## What this exercise asks
1) Transcribe the account of the Cy Greene case word for word, from "[* Williams is" to "Park jogger case.".
2) Continue the account of Cy Greene's prosecution, beginning after its last sentence.

"On June 16, police picked up Mark Best. During questioning, Best went from being a potential suspect to a witness when he told police he was at the subway station and saw 19-year-old Cy Greene, whom he knew, stab Choi and flee. Best then picked out a photograph of Greene for police and told them where Greene lived.
"On June 21, 1983, Greene was arrested, despite his claim that he was in another part of Brooklyn with his sister-in-law at the time of the crime. Larry Williams, who was visiting Greene, also was arrested. While they were in a holding cell, police brought Kim so he could view them prior to them being put in a lineup."
[Known as a 'show-up' procedure, this was extremely suggestive.]
"Kim identified both men in a lineup in which all the participants were sitting down."*
[* Why? It's not as if the crime were committed -- or the witnesses previously saw them -- sitting down.]
"Williams and Greene were indicted on June 24, 1983 on charges of second-degree murder and robbery.
"In May 1985, they went on trial and Kim was the sole prosecution witness to identify Greene.
"The defense contended that Greene was innocent because he was 5 feet, 2 inches tall -- as much as 10 inches shorter than Kim's initial description. Prosecutors argued that Kim made an error because he was of Korean descent and only understood measurements of height in terms of meters and centimeters."*
[* This is a disingenuous argument. There is no evidence that Choi said anything along the lines of, 'I don't understand height in terms of feet and inches,' or, 'the killer was about __ meters and ___ centimeters tall.' He said he was about 6 feet (which is a bit under 2 meters).]
"On May 8, 1985, Greene was convicted of second-degree murder and robbery. Williams was acquitted of murder and convicted of robbery. * On May 31, 1985, Greene was sentenced to concurrent terms of 15 years to life on the second-degree murder conviction and two to six years on the robbery conviction. Williams also was sentenced to prison."
[* Williams is not listed in the NRE.]
"On April 2, 1990, the...Appellate Division upheld Greene's conviction.
"Greene eventually enlisted the help of attorney Myron Beldock, who had helped exonerate Rubin 'Hurricane' Carter of a murder conviction in 1985 and later helped exonerate one of the men wrongfully convicted in the Central Park jogger case.
"By then, Williams, who had been paroled in 1994, was in federal custody and later convicted of operating a cocaine distribution ring in the Bronx and sentenced to prison again. He did not pursue an innocence claim for the robbery conviction.

## Data for analysis
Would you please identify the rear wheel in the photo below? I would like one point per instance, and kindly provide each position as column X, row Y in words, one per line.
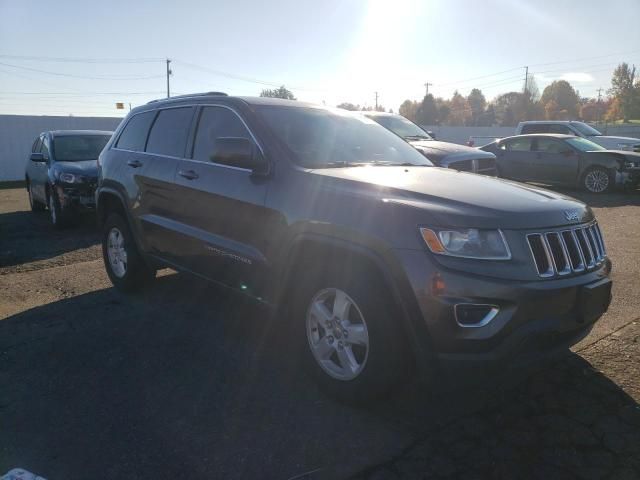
column 35, row 205
column 598, row 180
column 124, row 264
column 59, row 219
column 352, row 336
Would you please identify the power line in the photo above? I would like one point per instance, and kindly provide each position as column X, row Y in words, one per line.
column 80, row 76
column 83, row 60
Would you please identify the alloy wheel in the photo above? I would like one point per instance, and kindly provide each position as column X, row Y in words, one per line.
column 116, row 252
column 337, row 334
column 596, row 181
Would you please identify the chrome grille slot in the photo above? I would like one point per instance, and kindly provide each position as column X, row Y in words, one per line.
column 574, row 250
column 568, row 251
column 540, row 254
column 558, row 253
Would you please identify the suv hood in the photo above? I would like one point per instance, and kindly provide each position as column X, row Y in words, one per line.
column 87, row 168
column 459, row 199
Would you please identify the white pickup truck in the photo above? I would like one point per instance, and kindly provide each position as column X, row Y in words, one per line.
column 579, row 129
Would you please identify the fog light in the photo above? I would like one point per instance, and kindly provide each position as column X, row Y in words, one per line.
column 474, row 314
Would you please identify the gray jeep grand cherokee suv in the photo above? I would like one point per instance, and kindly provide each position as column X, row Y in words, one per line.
column 376, row 260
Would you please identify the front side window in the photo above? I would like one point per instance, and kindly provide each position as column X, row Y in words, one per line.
column 401, row 127
column 586, row 130
column 214, row 123
column 550, row 145
column 584, row 145
column 77, row 148
column 519, row 145
column 169, row 132
column 328, row 138
column 135, row 133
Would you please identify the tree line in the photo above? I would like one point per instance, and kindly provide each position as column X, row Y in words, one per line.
column 558, row 101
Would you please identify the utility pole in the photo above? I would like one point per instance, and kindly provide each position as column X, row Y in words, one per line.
column 168, row 74
column 598, row 107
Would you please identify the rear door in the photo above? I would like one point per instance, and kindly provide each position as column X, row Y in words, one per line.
column 155, row 141
column 556, row 162
column 514, row 158
column 224, row 210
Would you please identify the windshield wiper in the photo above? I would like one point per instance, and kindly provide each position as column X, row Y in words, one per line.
column 417, row 137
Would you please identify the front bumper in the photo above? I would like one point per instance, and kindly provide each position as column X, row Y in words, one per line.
column 535, row 318
column 81, row 197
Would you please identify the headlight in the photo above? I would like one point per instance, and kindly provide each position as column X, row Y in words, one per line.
column 70, row 178
column 467, row 243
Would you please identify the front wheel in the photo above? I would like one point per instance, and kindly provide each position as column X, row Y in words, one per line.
column 598, row 180
column 35, row 205
column 352, row 336
column 125, row 267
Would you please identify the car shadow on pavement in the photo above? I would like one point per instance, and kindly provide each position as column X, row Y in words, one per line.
column 27, row 236
column 187, row 381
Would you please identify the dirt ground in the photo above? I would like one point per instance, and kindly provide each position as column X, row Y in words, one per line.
column 187, row 381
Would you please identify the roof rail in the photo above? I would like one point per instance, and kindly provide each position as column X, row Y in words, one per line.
column 188, row 95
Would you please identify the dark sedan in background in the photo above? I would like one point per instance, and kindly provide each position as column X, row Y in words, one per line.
column 62, row 172
column 565, row 160
column 442, row 154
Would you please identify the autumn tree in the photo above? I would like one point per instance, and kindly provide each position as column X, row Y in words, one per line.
column 477, row 104
column 427, row 113
column 280, row 92
column 564, row 97
column 624, row 90
column 408, row 109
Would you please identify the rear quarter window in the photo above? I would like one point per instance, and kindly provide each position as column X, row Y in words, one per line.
column 135, row 132
column 169, row 132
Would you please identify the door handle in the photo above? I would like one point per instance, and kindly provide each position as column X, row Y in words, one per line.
column 188, row 174
column 134, row 163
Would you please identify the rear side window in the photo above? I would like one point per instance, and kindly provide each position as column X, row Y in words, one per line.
column 169, row 133
column 135, row 132
column 216, row 122
column 535, row 128
column 519, row 145
column 36, row 145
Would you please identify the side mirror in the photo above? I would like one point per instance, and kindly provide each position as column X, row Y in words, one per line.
column 238, row 152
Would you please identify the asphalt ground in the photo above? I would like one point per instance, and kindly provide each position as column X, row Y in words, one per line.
column 188, row 381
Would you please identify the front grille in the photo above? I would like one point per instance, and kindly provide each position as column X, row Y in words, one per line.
column 567, row 251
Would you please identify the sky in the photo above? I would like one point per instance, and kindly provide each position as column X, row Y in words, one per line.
column 81, row 57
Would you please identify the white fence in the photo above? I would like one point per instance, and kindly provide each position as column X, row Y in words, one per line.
column 17, row 133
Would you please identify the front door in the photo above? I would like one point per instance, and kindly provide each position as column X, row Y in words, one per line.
column 224, row 209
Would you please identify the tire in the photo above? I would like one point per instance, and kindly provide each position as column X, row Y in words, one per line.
column 59, row 219
column 125, row 266
column 35, row 205
column 374, row 351
column 598, row 180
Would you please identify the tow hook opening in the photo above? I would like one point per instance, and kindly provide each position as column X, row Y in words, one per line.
column 474, row 315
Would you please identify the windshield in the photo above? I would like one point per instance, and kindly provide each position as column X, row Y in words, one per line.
column 585, row 129
column 401, row 127
column 76, row 148
column 583, row 144
column 323, row 138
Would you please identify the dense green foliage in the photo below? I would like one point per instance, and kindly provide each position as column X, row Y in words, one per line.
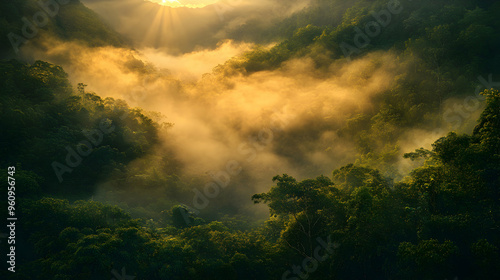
column 71, row 21
column 439, row 222
column 442, row 221
column 445, row 45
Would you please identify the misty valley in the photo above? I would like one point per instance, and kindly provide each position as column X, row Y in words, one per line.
column 238, row 139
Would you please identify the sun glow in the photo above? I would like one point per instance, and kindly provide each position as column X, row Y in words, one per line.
column 184, row 3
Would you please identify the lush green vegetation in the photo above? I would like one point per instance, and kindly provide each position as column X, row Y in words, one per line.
column 68, row 21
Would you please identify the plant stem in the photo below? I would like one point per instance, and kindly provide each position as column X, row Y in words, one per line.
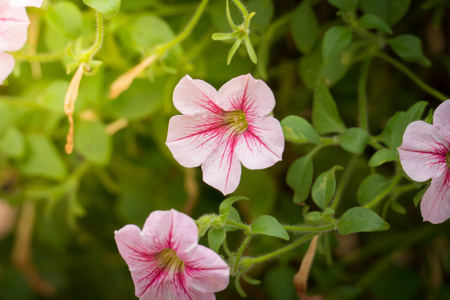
column 344, row 180
column 239, row 254
column 391, row 186
column 362, row 94
column 281, row 250
column 309, row 228
column 412, row 76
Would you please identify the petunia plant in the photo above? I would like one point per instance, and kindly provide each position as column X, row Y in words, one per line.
column 223, row 149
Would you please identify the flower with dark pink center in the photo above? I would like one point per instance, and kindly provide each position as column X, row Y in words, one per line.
column 166, row 262
column 221, row 129
column 425, row 154
column 13, row 31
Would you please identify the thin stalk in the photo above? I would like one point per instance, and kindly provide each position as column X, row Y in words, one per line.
column 239, row 254
column 412, row 76
column 362, row 94
column 281, row 250
column 344, row 181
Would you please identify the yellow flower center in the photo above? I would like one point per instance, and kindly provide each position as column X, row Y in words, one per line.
column 236, row 121
column 168, row 259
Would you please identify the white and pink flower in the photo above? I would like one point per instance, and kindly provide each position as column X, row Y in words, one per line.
column 219, row 130
column 13, row 31
column 166, row 262
column 425, row 154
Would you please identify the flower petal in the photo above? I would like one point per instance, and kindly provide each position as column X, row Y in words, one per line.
column 247, row 94
column 262, row 144
column 192, row 139
column 441, row 117
column 18, row 3
column 435, row 205
column 194, row 97
column 6, row 66
column 222, row 169
column 171, row 229
column 422, row 153
column 13, row 27
column 205, row 270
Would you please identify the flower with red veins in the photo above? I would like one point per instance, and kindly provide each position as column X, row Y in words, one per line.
column 166, row 262
column 221, row 129
column 13, row 31
column 425, row 154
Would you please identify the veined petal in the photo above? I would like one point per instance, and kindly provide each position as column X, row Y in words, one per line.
column 18, row 3
column 205, row 270
column 222, row 169
column 191, row 139
column 171, row 229
column 262, row 144
column 13, row 27
column 195, row 97
column 435, row 205
column 441, row 118
column 6, row 66
column 247, row 94
column 422, row 153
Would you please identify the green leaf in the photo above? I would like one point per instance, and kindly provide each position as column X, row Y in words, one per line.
column 66, row 18
column 345, row 5
column 92, row 141
column 409, row 47
column 304, row 27
column 268, row 225
column 226, row 204
column 108, row 8
column 43, row 158
column 324, row 187
column 388, row 10
column 382, row 156
column 299, row 178
column 360, row 219
column 325, row 116
column 216, row 238
column 369, row 21
column 5, row 117
column 354, row 140
column 335, row 39
column 373, row 188
column 298, row 130
column 12, row 143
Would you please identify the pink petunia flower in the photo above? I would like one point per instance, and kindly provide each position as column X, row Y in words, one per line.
column 219, row 130
column 425, row 154
column 13, row 31
column 166, row 262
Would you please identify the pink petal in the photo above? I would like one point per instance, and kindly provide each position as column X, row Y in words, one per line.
column 18, row 3
column 205, row 270
column 246, row 94
column 195, row 97
column 422, row 153
column 435, row 205
column 191, row 139
column 6, row 66
column 171, row 229
column 441, row 117
column 13, row 27
column 262, row 144
column 222, row 169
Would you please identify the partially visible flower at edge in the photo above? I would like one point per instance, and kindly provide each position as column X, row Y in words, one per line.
column 425, row 154
column 13, row 31
column 219, row 130
column 166, row 262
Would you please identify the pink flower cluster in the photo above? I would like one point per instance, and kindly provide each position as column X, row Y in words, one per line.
column 13, row 31
column 424, row 155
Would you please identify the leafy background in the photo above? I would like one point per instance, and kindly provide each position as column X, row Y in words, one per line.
column 115, row 179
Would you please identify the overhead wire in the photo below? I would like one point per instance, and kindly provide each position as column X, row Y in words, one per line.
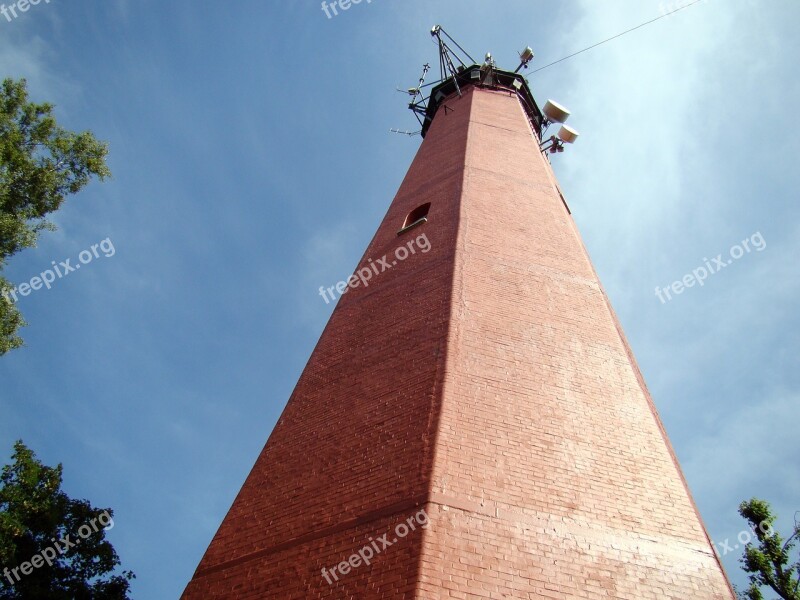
column 672, row 12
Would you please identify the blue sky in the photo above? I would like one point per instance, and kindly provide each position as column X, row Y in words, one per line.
column 252, row 163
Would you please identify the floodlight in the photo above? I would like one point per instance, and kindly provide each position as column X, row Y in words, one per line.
column 567, row 134
column 525, row 57
column 554, row 112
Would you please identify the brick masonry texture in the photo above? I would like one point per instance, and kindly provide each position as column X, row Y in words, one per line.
column 486, row 381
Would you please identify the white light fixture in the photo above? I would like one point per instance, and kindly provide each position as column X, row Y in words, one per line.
column 554, row 112
column 525, row 57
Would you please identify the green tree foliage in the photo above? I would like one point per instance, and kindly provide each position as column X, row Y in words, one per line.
column 53, row 547
column 769, row 560
column 40, row 165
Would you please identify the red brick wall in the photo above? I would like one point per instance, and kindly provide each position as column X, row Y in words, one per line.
column 553, row 477
column 487, row 381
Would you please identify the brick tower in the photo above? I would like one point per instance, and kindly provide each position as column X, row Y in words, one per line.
column 472, row 423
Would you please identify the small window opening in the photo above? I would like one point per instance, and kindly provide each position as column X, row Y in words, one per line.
column 418, row 216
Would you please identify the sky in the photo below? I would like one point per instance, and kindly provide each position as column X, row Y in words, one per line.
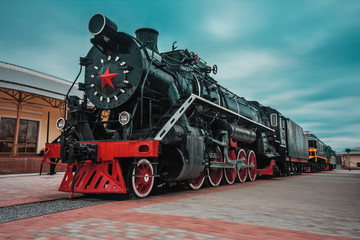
column 299, row 57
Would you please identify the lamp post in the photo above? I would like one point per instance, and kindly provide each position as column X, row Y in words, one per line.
column 348, row 151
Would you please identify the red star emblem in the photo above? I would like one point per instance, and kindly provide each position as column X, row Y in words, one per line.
column 106, row 78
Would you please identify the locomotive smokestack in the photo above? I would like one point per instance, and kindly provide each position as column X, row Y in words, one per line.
column 101, row 25
column 148, row 35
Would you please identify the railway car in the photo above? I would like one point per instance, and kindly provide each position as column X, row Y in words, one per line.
column 317, row 153
column 150, row 118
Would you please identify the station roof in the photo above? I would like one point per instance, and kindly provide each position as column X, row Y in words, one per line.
column 27, row 80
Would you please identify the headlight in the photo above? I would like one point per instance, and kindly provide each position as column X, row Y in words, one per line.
column 124, row 118
column 60, row 124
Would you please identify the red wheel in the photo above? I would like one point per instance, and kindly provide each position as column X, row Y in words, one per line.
column 229, row 173
column 252, row 161
column 196, row 183
column 142, row 179
column 215, row 174
column 242, row 173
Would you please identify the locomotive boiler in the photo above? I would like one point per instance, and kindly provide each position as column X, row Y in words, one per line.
column 150, row 118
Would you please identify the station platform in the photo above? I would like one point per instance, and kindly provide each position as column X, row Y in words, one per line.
column 308, row 206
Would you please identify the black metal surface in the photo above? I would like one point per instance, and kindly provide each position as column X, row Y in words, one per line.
column 296, row 141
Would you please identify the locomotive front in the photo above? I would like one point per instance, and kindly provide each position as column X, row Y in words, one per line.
column 153, row 115
column 118, row 63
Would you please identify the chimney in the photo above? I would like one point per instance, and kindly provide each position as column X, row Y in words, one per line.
column 148, row 35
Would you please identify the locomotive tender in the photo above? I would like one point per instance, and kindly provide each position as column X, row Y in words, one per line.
column 159, row 118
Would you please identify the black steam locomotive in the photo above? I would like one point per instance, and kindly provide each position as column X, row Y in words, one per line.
column 149, row 118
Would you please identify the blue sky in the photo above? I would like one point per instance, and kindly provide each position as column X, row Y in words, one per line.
column 300, row 57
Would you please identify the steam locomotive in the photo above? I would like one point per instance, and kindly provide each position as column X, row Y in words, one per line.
column 150, row 118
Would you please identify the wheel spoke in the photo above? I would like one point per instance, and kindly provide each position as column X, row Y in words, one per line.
column 252, row 160
column 230, row 174
column 242, row 173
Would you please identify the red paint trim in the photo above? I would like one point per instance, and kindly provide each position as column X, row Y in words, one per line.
column 94, row 178
column 108, row 150
column 296, row 160
column 269, row 170
column 233, row 143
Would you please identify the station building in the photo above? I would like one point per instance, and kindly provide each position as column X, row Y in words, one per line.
column 354, row 156
column 30, row 104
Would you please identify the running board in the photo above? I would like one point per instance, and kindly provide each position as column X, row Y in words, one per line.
column 235, row 164
column 175, row 117
column 169, row 124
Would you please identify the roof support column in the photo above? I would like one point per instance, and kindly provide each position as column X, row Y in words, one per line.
column 15, row 149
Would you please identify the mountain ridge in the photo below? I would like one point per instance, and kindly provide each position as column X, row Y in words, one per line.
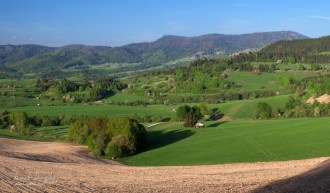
column 37, row 58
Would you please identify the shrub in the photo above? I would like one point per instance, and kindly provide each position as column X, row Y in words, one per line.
column 264, row 111
column 110, row 136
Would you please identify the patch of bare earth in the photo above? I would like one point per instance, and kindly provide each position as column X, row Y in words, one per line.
column 61, row 167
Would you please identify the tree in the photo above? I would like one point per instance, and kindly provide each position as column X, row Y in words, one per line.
column 113, row 137
column 21, row 121
column 204, row 109
column 182, row 112
column 192, row 116
column 264, row 111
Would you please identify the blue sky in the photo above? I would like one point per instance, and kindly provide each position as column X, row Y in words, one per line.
column 119, row 22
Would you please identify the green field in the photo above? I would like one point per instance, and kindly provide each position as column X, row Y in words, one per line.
column 243, row 109
column 235, row 141
column 5, row 133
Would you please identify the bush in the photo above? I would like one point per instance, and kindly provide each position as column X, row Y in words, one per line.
column 21, row 122
column 110, row 136
column 264, row 111
column 119, row 146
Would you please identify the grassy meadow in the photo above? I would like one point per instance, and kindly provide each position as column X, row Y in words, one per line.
column 235, row 141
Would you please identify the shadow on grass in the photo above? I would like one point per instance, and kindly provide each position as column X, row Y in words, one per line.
column 158, row 139
column 217, row 124
column 314, row 180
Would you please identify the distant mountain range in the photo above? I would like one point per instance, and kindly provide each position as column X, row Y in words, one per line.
column 36, row 58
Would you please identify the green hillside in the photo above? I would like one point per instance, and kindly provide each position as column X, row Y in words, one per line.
column 41, row 59
column 235, row 141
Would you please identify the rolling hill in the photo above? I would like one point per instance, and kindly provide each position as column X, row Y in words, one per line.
column 36, row 58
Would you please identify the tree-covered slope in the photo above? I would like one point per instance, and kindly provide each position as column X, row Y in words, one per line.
column 297, row 51
column 34, row 58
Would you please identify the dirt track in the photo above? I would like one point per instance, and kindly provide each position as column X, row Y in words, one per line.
column 59, row 167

## Answers given
1)
[* Williams is not listed in the NRE.]
"On April 2, 1990, the...Appellate Division upheld Greene's conviction.
"Greene eventually enlisted the help of attorney Myron Beldock, who had helped exonerate Rubin 'Hurricane' Carter of a murder conviction in 1985 and later helped exonerate one of the men wrongfully convicted in the Central Park jogger case.

2)
"In December 2003, Beldock filed a petition for a state writ of habeas corpus. The petition alleged that prior to Greene's trial, the prosecution provided the defense with a redacted transcript of Kim's audio-taped interview which omitted Kim's statement that the stabber was 'a tall guy.' "The petition alleged that prosecutors and police had withheld from the defense that the name Eric Tidwell had been substituted for the name of Lenny Best after Best escaped the police patrol car, as well as evidence that other witnesses in addition to Kim described the men as taller than Greene, and said that they spoke Spanish -- which Greene did not.
"The petition also alleged that Greene's trial attorney had failed to investigate the case to find witnesses who would have testified that the men seen fleeing the subway were taller than 5 feet, 2 inches.
"Subsequently, Greene requested a DNA test on the knife that was recovered at the crime scene. A test detected DNA on the knife that was not Choi's and was not Greene's. In addition, Mark Best recanted his identification of Greene in a sworn affidavit.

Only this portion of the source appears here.